To do —
Copy the lines below word for word, omitting the picture.

** START **

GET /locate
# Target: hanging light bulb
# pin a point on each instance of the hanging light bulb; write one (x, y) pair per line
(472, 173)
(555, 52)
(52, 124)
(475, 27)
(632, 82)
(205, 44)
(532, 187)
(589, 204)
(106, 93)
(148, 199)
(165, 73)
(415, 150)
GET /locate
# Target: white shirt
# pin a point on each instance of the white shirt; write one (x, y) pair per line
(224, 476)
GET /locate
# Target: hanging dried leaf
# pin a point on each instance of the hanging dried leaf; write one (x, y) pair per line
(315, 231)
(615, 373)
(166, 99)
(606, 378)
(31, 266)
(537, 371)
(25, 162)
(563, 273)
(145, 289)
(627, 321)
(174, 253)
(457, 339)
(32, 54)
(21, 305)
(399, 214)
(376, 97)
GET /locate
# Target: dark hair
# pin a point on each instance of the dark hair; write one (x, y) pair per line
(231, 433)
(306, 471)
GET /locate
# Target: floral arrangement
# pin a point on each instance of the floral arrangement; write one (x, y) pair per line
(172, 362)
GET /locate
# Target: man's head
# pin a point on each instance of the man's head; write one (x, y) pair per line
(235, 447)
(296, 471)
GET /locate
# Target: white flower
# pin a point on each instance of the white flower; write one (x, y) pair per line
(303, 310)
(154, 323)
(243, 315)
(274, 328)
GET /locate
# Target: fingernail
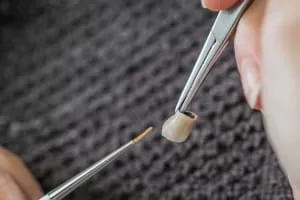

** END **

Answer to this task —
GET /locate
# Target: hanging light bulb
# pin a point on each instance of the hanging light bulb; write one (x, y) pair per line
(472, 173)
(555, 52)
(52, 124)
(475, 27)
(632, 82)
(205, 44)
(532, 187)
(589, 204)
(106, 93)
(148, 199)
(165, 73)
(415, 150)
GET /locate
# Target: white shirt
# pin a point on each instance of the white shirt; write one (x, y) pair per line
(224, 476)
GET /locate
# Target: hanging dried leaf
# pin a point on each instance of the hanging dried leaf; write one (x, y) pair per line
(315, 231)
(615, 373)
(166, 99)
(606, 378)
(31, 266)
(537, 371)
(25, 162)
(563, 273)
(145, 289)
(627, 321)
(174, 253)
(457, 339)
(32, 54)
(21, 305)
(399, 214)
(376, 97)
GET /locate
# Target: dark hair
# pin a point on each instance of the dark hair; write one (x, y) pair per line
(231, 433)
(306, 471)
GET /locate
# Target: floral arrangement
# pin a point on each instance of the floral arrangement; write one (x, y) pair per line
(172, 362)
GET /locate
# Target: man's head
# pin a point on each instance of the man's head; write one (x, y) pair per line
(235, 447)
(296, 471)
GET /locate
# Target: white flower
# pin a point on each instance of the white flower; write one (x, y) pair per line
(303, 310)
(154, 323)
(243, 315)
(274, 328)
GET /locate
# Target: fingernail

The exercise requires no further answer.